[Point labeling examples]
====================
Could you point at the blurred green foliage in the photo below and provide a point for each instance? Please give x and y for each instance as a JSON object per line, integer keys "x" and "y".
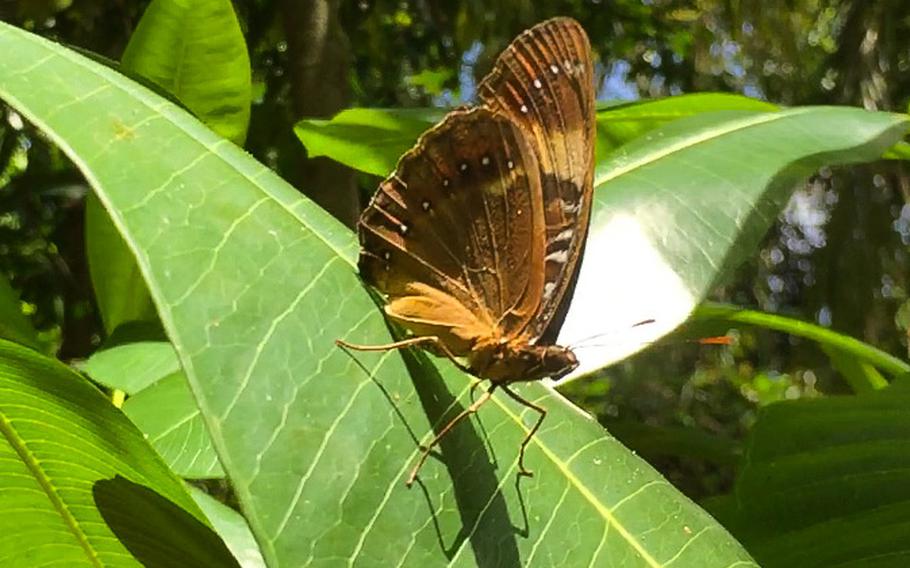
{"x": 838, "y": 256}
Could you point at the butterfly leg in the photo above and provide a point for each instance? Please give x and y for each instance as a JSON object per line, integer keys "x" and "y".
{"x": 425, "y": 451}
{"x": 411, "y": 341}
{"x": 522, "y": 470}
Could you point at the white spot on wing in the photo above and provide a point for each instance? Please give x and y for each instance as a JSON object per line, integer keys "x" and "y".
{"x": 564, "y": 236}
{"x": 548, "y": 290}
{"x": 560, "y": 256}
{"x": 570, "y": 209}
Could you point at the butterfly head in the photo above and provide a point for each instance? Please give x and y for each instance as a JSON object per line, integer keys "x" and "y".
{"x": 516, "y": 362}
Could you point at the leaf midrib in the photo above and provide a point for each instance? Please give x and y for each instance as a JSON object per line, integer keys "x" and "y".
{"x": 32, "y": 463}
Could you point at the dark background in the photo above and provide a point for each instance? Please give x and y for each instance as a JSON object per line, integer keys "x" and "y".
{"x": 837, "y": 256}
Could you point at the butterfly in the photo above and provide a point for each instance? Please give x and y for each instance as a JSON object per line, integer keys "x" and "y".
{"x": 476, "y": 238}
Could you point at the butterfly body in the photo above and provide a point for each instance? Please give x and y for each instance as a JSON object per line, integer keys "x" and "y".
{"x": 475, "y": 239}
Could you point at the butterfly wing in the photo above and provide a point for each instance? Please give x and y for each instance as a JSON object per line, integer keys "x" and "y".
{"x": 452, "y": 235}
{"x": 544, "y": 81}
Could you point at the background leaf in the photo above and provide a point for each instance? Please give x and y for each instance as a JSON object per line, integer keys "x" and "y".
{"x": 253, "y": 284}
{"x": 13, "y": 323}
{"x": 826, "y": 481}
{"x": 79, "y": 484}
{"x": 196, "y": 52}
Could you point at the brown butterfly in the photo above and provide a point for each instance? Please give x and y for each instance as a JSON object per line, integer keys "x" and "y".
{"x": 475, "y": 238}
====================
■ **WHAT YOU SHOULD DO**
Give again, word for word, every line from the one holding "Could you point at the dark" to the end of the data.

■ **WRITTEN SOLUTION**
Could you point at the dark background in the photo above and provide a point for each instance? Please give x and y for each instance as a JSON object per line, integer keys "x" and "y".
{"x": 837, "y": 256}
Could you point at the butterfly in the photo above and provide a point for each instance? Please give x and y for each instance as a JSON object per line, integer keys "x" and "y".
{"x": 476, "y": 238}
Could you point at the butterfly body in the photo above and provide a point for each instance? Please give x and y for each instance as a JSON object per line, integer keys "x" and "y".
{"x": 475, "y": 239}
Could you point at the butterfly wing in the photo above and provide a point for each instance? Please give x and y for each instance as a JSON object per line, integer keys "x" and "y".
{"x": 452, "y": 235}
{"x": 544, "y": 81}
Could you point at the background leaf in the photo above and provide a point for each instance? Please give x and y for each instance as a JSON object per line, integer keys "x" and "y".
{"x": 253, "y": 284}
{"x": 13, "y": 323}
{"x": 826, "y": 481}
{"x": 79, "y": 484}
{"x": 196, "y": 52}
Could you point at the brown butterfly in the photo above and provide a point for each instance? Please give x and y for each instance as a JSON object per line, integer keys "x" and "y".
{"x": 475, "y": 238}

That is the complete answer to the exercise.